Tarefa A
Edite os registros começando no início deles e terminando na linha que contém "positive clicks: (279, 257)": reescreva essas linhas trocando "clicks" por "taps" e sem nenhuma outra alteração.

Texto do documento
+ + + + + + +

A Ucrânia em guerra como marco relevante no horizonte do Brasil atual
Paulo Roberto de Almeida, diplomata, professor.
Nota sobre as causas e caminhos da política externa brasileira no contexto da guerra de agressão da Rússia contra a Ucrânia.
Poucas pessoas bem-informadas sobre o estado do mundo atual recusarão a constatação de que a guerra de agressão deslanchada por Putin contra a Ucrânia em fevereiro de 2022, e continuada desde então, constitui a ameaça mais relevante para a segurança e a paz na Europa e no mundo desde que Hitler empreendeu a conquista da Polônia em setembro de 1939, dando início ao mais devastador conflito global da contemporaneidade.
Eu escrevi Putin, e não Rússia, e Hitler, em lugar de Alemanha nazista, pois que ambos os ataques criminosos e ilegais, entre muitos outros atos criminosos que precederam tais ataques devastadores, são devidos exclusivamente à vontade pessoal de duas personalidades autoritárias, a rigor animadas por instintos tirânicos, e não aos desejos do povo alemão, em 1939, ou aos do povo russo em 2022.

+ + + + + + +

Dados do exercício
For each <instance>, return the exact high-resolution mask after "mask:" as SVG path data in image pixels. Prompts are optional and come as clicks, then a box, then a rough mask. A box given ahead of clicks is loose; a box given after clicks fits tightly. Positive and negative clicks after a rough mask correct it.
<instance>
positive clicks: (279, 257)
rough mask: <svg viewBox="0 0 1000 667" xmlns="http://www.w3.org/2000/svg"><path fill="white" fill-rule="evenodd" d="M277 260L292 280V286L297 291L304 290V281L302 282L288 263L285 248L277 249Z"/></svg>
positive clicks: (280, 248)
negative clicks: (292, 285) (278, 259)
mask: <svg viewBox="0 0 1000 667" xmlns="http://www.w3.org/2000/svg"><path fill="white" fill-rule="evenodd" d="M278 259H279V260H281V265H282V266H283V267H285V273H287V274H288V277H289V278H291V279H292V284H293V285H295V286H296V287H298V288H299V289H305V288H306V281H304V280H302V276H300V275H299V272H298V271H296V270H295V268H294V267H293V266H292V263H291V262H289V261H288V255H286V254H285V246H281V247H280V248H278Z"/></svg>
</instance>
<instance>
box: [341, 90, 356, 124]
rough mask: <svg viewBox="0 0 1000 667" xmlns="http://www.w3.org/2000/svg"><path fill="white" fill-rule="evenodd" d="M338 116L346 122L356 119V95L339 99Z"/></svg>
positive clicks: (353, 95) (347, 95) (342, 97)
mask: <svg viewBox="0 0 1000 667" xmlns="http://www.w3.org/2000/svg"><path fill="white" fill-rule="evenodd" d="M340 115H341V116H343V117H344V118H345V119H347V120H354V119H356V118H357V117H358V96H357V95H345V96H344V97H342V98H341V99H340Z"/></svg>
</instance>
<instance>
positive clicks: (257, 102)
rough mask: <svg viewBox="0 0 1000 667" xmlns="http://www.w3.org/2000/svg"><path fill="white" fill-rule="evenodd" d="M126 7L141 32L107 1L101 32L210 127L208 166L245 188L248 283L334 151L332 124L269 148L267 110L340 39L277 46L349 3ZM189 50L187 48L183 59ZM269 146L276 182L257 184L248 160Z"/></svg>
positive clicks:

+ + + + + + +

Tarefa B
Continue o texto sobre a guerra da Rússia contra a Ucrânia e a política externa brasileira a partir da última frase apresentada.

Resposta da tarefa A
For each <instance>, return the exact high-resolution mask after "mask:" as SVG path data in image pixels. Prompts are optional and come as taps, then a box, then a rough mask. A box given ahead of taps is loose; a box given after taps fits tightly. Positive and negative taps after a rough mask correct it.
<instance>
positive taps: (279, 257)

Resposta da tarefa B
Poucas pessoas bem-informadas sobre o estado do Brasil atual recusarão o fato de que agora estamos bem melhores, em termos de civilidade, de política “normal”, de comportamentos minimamente previsíveis dos agentes públicos, do que estávamos nos quatro anos anteriores. Por outro lado, não há como deixar de reconhecer que a guerra de agressão da Rússia à Ucrânia afetou não só interesses econômicos e materiais do Brasil como um todo — inflação, comércio exterior, tensões internacionais —, mas também a própria política externa e a diplomacia brasileiras, a partir de 2023.
Pretendo abordar essas duas questões — o estado incerto, na Europa e do mundo, na atual conjuntura, e os desafios daí decorrentes para o Brasil como um todo, em especial para as suas relações exteriores — numa abordagem de natureza conceitual, tanto quanto de ordem prática, dadas as múltiplas facetas do mundo pós-invasão da Ucrânia e do Brasil pós-terremoto bolsonarista. Não há como recusar o fato evidente e notório de que o mundo e o Brasil se ressentem de diversos elementos disruptivos desde a guerra putinesca de agressão à Ucrânia e desde as ameaças bolsonaristas às frageis bases do sistema democrático brasileiro durante os quatro anos do inédito desafio ao jogo mais ou menos tradicional da política doméstica.
Na raiz de ambas as questões — o estado do mundo e o do Brasil — existem tanto processos objetivos — as relações econômicas e políticas entre os respectivos atores — quanto elementos subjetivos, derivados das personalidades de Putin e de Lula, no tratamento dos problemas colocados em suas respectivas agendas pessoais e nacionais.
A complexidade dessas interações requer uma abordagem metódica e linear de cada um dos problemas, pois que o estado atual do mundo e do Brasil também é decorrente de decisões e escolhas feitas no passado, por cada um dos personagens.
(…)
(A continuar)
Paulo Roberto de Almeida
Brasília, 4450, 5 agosto 2023, 2 p.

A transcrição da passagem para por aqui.